▸ **To be done**
Could you rewrite every line of the records, from the line with "the woman with" up to and including the final line, adding -129 to each coordinate in the answers and leaving all other numbers unchanged?
====
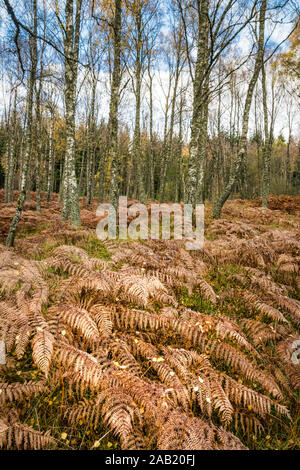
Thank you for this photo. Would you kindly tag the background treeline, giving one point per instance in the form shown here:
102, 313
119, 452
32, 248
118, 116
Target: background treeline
173, 101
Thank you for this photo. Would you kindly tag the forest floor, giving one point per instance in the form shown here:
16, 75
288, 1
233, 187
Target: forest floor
146, 345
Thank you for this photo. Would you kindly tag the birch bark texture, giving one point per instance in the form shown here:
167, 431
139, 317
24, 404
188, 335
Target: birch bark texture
241, 155
70, 200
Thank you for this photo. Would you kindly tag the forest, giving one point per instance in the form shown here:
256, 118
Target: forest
143, 344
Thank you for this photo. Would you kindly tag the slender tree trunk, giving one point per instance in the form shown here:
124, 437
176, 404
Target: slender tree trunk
114, 106
195, 177
51, 159
137, 154
235, 170
267, 146
31, 86
70, 208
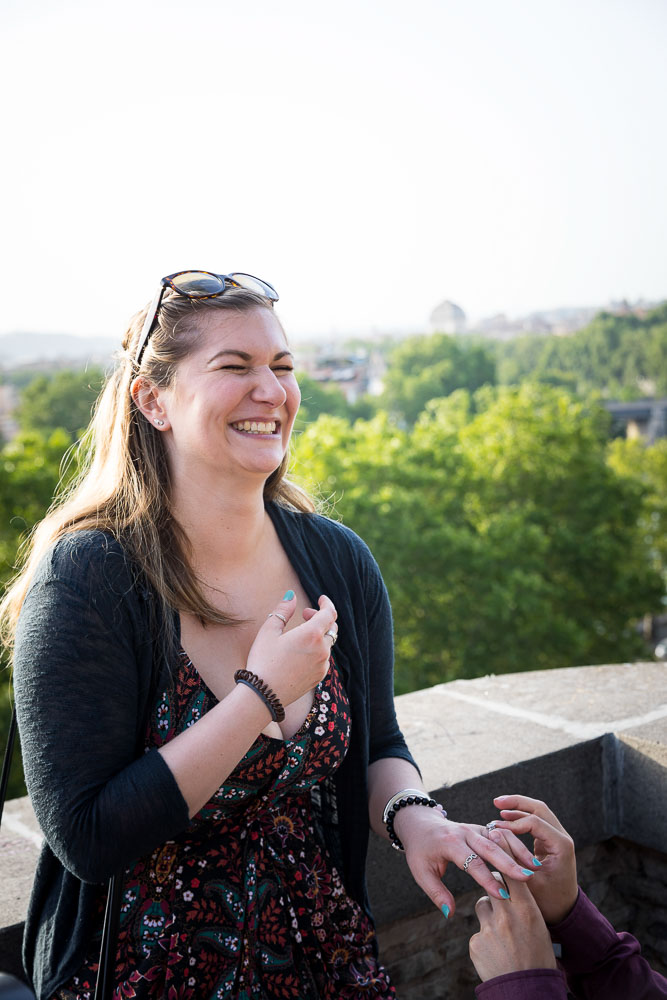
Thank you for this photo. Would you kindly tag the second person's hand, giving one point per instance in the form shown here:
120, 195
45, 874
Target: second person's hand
556, 891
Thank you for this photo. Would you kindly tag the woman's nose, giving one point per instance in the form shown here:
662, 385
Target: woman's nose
268, 388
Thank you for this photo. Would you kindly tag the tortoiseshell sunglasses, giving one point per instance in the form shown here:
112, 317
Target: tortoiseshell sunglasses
200, 285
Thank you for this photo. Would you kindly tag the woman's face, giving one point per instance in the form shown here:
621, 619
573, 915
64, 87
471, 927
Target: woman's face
231, 407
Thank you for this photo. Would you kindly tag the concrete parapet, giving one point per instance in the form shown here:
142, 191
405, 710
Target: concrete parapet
591, 741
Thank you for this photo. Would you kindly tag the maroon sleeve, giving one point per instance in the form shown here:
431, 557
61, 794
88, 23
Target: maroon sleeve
532, 984
599, 963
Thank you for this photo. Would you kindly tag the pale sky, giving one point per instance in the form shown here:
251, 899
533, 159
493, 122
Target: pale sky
369, 158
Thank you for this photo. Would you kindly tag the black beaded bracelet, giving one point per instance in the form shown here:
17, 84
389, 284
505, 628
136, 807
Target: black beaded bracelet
409, 800
260, 687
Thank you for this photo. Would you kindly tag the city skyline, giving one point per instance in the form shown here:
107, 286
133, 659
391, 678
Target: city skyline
367, 161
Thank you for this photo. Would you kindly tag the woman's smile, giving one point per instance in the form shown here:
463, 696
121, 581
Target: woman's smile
257, 426
233, 402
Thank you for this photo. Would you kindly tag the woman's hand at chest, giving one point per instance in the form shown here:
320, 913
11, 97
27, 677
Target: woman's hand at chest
291, 661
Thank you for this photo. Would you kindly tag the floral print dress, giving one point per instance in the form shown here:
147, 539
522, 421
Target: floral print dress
246, 903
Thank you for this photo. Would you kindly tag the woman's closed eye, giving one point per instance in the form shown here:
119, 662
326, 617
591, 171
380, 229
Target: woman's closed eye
248, 369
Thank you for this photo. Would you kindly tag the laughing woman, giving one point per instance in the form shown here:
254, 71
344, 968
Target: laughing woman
183, 717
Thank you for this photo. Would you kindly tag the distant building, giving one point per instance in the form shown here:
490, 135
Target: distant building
447, 318
641, 419
351, 373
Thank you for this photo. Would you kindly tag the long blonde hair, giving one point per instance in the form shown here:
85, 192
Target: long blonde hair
122, 486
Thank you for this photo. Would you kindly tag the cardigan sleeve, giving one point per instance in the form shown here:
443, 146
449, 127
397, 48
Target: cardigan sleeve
598, 962
78, 680
385, 736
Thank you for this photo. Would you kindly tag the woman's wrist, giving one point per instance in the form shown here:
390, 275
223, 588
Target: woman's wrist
412, 810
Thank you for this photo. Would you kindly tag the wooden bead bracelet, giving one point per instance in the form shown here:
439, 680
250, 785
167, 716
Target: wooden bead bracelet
260, 687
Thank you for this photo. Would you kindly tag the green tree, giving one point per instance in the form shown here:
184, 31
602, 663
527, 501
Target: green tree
506, 540
648, 465
30, 469
617, 356
61, 400
430, 367
317, 398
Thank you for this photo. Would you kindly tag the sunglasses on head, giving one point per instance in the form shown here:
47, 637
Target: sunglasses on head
200, 285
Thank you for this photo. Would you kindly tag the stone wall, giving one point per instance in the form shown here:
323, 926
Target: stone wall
591, 741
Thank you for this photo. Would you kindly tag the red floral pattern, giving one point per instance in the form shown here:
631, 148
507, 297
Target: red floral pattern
246, 903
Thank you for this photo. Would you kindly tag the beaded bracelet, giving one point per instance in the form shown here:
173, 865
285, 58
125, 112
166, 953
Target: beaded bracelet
408, 797
260, 687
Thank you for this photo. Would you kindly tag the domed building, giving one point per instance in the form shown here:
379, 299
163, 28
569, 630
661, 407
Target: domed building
447, 318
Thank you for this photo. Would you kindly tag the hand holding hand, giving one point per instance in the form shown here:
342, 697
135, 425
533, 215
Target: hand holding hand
431, 842
293, 661
556, 891
512, 935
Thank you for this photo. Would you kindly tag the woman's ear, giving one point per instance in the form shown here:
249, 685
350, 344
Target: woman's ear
147, 399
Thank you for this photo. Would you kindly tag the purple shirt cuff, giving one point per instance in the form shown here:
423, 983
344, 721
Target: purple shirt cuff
531, 984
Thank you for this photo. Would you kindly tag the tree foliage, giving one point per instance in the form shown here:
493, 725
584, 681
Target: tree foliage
430, 367
29, 474
506, 539
618, 356
64, 399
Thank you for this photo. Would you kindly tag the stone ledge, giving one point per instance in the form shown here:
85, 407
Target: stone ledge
592, 741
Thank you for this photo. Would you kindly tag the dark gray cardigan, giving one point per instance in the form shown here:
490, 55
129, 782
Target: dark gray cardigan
88, 661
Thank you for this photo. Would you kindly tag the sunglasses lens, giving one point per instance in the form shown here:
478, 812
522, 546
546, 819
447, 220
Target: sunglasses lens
197, 284
255, 285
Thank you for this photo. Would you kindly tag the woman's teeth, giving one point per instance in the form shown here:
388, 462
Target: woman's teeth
256, 426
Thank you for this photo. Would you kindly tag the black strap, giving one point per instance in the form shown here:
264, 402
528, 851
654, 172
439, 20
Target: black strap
105, 976
7, 762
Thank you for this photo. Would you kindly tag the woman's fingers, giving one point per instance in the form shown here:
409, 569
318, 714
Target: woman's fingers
517, 849
281, 614
512, 935
525, 804
488, 851
429, 880
549, 836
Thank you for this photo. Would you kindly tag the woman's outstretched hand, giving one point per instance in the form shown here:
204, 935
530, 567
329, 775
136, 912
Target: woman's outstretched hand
556, 891
432, 842
512, 935
293, 661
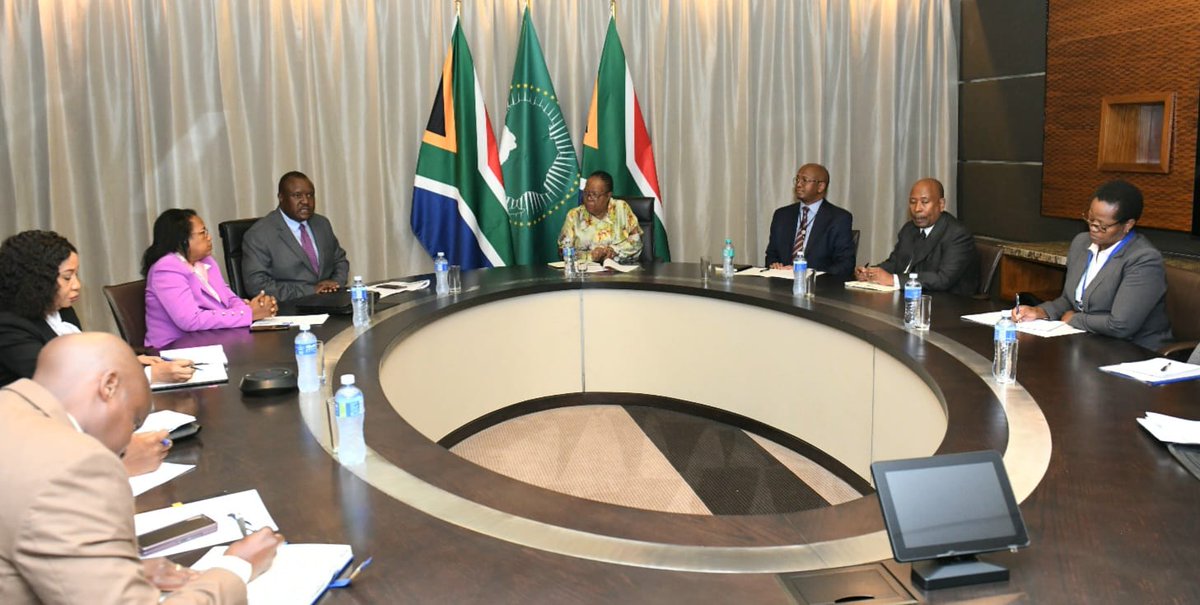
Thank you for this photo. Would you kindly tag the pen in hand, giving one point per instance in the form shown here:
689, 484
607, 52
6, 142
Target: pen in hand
241, 523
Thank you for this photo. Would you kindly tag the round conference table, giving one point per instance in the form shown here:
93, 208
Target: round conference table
1111, 515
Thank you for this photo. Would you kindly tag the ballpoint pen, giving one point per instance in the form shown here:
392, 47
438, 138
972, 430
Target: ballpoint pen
341, 582
241, 523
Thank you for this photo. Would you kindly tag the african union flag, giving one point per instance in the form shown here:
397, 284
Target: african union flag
541, 174
616, 139
459, 192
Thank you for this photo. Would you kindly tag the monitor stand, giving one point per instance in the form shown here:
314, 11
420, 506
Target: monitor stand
945, 573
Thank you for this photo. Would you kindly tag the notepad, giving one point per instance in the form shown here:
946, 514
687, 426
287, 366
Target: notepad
210, 366
166, 472
1044, 328
389, 288
289, 321
870, 286
591, 267
617, 267
300, 573
1155, 371
247, 504
165, 420
784, 274
1171, 430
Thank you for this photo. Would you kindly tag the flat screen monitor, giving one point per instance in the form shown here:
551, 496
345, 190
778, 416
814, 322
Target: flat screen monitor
948, 508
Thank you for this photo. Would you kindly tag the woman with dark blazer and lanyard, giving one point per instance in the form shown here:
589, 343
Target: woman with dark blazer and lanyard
39, 282
1116, 283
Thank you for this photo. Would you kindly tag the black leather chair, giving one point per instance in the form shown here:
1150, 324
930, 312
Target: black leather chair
231, 240
643, 209
989, 259
129, 305
1182, 297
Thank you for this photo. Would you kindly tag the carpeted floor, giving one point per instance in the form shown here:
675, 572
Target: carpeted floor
654, 459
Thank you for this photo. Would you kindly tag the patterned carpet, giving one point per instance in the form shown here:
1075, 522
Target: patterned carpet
654, 459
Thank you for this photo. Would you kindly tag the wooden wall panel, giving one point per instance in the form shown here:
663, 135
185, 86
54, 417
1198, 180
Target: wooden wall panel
1114, 48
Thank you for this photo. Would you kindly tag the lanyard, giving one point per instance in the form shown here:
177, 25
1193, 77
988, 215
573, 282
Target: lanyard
1083, 289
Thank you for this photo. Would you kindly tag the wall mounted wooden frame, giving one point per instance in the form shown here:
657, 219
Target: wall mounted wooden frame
1135, 132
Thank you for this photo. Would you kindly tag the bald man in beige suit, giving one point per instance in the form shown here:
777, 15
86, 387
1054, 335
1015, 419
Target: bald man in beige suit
66, 513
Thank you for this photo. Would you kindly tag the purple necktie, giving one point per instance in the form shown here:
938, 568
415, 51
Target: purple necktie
306, 244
====
▸ **Exercise response**
Thank you for this photo. Would you kindly tag the woman with dark blazer and lanyard, giving one point per instance in the form shown here:
589, 343
Target: woman with dark blazer and lanyard
-90, 153
987, 154
Thank you for this photo. Would you kindly tag the black leather chair, giving one point per instance in the form shown here:
1150, 324
930, 312
Target: black leather chair
102, 111
514, 80
860, 130
0, 176
1053, 168
Thank you for this photo. Would you kindly tag the carpeted floor, giving one point per instance in the form shown here:
675, 572
Target: carpeted floor
525, 330
Thank you for this photo. Would you kindly tag the patterned carpet, giving one point per instance in the form shown here:
1075, 522
Target: patterned carpet
525, 330
Thank you for this photo. Would you kindly tag the wooden wall panel, giving one point per instance in the form shown here:
663, 135
185, 86
54, 417
1198, 180
Target: wooden wall panel
985, -81
Thank you for this photo. Would you kindly tag the lanyard, giving one point per instance in the form shown here:
177, 25
1193, 77
988, 215
573, 282
Target: lanyard
954, 160
Thank you for this photo. Would you kindly tag the wall mounted wooden frame, giving one point per instance in the form shown here:
657, 219
Target: wall mounted wooden frame
1006, 3
Thank you for this photo. Would you kindly tag the bald man in beige suit, giving one point per instance in the form shown here:
777, 15
86, 387
1054, 335
1015, 419
Target: bald man in beige suit
-63, 384
Thank you for this photo. Would you kindly tag the purple necktie, giving one point per instance in the form shown here:
938, 568
415, 51
Target: purple necktie
177, 115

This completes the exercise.